Exercise — Count how many of the lines below contain the string "blue", matching case exactly, and give only that number.
• • • •
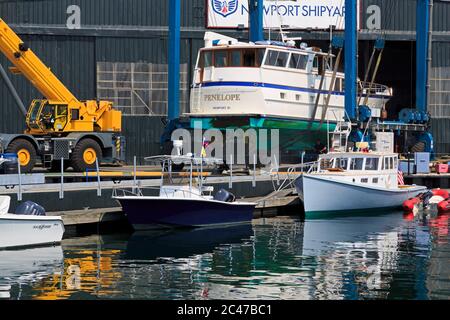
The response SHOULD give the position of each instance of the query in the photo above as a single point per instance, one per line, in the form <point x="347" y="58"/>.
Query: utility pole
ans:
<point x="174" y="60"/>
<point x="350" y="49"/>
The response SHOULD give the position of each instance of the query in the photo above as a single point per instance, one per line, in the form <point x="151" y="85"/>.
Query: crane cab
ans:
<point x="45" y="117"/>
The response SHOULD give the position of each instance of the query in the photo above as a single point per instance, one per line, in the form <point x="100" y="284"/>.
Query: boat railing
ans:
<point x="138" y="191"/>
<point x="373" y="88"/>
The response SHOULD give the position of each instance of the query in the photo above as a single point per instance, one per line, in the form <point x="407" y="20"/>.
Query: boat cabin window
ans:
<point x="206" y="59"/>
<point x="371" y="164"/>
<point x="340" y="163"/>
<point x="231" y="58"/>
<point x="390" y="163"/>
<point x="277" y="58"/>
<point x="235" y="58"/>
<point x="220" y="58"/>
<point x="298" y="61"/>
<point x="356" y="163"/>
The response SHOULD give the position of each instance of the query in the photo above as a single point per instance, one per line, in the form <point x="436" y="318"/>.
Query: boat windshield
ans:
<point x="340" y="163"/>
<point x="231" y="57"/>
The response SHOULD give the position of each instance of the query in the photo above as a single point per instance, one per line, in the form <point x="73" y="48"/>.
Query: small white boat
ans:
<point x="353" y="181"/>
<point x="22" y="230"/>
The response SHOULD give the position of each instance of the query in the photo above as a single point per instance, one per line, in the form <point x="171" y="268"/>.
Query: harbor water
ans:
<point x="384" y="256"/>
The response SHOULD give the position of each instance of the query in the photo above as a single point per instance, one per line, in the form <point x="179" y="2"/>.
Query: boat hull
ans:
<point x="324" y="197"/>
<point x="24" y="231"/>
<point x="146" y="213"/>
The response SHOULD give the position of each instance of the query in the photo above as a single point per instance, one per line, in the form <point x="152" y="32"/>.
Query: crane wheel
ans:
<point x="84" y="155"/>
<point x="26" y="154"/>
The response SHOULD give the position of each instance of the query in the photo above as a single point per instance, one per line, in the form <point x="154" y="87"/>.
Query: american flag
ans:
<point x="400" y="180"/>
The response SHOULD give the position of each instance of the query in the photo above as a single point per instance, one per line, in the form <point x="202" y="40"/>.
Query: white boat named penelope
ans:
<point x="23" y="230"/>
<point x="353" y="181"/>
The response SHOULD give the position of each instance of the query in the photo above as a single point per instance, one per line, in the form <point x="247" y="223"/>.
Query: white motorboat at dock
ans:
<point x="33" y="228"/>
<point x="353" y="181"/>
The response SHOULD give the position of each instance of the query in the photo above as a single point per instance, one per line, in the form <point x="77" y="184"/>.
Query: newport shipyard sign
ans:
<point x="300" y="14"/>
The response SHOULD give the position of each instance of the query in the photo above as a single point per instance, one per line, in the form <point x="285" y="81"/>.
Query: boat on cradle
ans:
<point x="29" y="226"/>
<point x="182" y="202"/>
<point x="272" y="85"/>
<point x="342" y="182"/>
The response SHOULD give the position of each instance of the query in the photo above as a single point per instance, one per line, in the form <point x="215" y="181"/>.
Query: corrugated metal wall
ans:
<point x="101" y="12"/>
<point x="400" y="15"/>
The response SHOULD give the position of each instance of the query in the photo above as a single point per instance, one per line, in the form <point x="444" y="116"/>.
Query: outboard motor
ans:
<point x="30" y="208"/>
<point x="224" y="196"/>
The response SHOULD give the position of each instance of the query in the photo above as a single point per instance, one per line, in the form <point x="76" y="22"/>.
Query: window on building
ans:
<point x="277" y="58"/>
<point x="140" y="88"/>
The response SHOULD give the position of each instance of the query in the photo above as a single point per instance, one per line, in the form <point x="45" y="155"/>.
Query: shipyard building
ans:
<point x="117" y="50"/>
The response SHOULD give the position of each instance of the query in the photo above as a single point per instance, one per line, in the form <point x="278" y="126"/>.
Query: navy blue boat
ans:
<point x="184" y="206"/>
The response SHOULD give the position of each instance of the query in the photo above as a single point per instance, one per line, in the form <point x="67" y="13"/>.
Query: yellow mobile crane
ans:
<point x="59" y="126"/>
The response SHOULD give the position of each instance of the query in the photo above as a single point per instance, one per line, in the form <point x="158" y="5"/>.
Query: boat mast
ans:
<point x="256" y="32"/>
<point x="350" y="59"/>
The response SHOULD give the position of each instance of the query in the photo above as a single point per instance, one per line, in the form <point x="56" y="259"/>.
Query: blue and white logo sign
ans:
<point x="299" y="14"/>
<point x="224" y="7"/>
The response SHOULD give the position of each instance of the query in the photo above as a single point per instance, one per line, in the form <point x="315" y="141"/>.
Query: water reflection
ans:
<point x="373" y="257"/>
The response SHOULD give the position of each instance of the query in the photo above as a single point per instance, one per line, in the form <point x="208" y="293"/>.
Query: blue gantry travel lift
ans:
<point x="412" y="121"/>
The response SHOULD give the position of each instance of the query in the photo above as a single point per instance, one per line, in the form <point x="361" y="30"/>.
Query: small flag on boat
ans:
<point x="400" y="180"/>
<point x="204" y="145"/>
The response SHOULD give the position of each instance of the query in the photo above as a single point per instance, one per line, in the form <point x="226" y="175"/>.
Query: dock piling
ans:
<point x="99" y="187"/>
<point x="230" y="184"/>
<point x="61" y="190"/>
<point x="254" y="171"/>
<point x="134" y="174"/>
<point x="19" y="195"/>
• • • •
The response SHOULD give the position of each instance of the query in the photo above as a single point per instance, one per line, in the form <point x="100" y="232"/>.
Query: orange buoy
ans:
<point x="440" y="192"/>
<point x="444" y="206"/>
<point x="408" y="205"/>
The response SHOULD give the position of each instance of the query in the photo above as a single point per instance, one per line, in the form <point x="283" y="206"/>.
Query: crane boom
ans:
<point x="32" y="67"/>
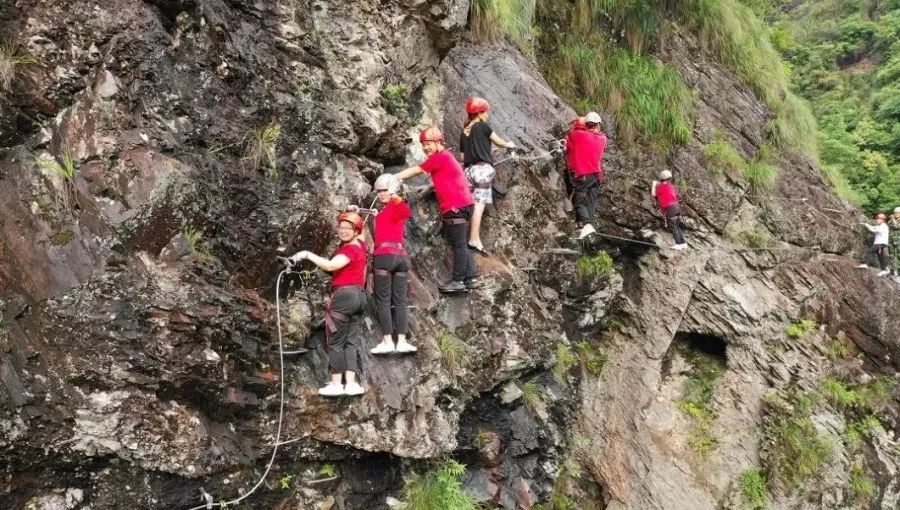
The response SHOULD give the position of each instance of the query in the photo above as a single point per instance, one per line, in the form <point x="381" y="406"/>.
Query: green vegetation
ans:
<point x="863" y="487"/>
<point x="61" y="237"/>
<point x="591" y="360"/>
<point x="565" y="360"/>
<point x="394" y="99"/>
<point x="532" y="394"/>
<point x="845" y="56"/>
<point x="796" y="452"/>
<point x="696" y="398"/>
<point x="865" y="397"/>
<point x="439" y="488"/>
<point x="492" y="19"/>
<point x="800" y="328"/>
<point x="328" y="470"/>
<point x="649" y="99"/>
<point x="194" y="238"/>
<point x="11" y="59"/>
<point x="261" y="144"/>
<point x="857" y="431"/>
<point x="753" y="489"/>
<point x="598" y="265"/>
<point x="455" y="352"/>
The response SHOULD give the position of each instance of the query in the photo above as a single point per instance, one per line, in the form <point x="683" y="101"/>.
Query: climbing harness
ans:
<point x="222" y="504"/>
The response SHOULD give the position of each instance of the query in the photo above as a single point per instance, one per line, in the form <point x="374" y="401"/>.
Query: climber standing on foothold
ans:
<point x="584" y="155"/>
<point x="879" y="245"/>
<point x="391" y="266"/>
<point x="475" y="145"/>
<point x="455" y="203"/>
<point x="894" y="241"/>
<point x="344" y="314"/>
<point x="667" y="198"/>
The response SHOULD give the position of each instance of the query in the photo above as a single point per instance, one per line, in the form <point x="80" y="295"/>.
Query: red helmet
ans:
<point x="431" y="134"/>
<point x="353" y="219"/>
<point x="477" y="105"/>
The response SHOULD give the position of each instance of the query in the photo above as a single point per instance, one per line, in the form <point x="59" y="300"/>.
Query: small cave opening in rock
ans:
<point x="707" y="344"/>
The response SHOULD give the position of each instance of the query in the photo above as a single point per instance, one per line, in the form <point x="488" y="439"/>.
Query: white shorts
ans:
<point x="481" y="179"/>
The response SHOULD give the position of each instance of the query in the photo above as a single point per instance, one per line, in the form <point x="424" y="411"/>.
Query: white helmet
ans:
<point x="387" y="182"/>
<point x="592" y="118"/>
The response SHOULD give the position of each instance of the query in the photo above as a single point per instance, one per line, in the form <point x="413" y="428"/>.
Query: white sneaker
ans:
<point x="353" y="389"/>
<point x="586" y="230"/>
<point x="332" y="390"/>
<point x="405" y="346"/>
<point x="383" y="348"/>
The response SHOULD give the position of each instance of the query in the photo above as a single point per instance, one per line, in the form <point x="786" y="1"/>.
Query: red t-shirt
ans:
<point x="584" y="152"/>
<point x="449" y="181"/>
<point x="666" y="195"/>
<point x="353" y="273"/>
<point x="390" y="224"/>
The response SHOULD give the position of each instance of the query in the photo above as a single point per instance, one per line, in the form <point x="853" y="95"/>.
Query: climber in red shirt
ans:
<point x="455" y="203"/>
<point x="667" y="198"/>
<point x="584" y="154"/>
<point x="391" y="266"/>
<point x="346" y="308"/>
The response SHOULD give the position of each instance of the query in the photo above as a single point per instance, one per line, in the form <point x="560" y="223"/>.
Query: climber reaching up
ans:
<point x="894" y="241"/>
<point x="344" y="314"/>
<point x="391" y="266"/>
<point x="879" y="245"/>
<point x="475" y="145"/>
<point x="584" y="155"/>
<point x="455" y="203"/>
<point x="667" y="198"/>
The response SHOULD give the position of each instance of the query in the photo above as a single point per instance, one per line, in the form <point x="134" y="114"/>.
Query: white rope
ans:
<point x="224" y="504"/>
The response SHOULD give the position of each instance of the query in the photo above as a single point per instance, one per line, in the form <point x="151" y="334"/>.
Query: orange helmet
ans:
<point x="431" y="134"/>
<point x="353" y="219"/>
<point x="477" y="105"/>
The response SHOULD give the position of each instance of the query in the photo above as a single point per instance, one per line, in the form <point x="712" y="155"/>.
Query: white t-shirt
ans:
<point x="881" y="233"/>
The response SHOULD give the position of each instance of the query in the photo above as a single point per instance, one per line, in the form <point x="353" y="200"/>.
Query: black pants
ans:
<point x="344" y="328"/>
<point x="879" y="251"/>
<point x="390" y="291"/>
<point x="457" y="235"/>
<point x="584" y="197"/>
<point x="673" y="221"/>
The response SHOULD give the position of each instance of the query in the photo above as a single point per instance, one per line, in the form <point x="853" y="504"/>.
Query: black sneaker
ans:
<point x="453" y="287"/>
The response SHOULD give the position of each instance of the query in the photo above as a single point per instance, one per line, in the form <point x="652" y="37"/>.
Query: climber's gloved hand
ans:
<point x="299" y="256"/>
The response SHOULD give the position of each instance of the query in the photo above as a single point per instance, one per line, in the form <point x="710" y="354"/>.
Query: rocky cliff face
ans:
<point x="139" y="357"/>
• • • •
Right answer — 3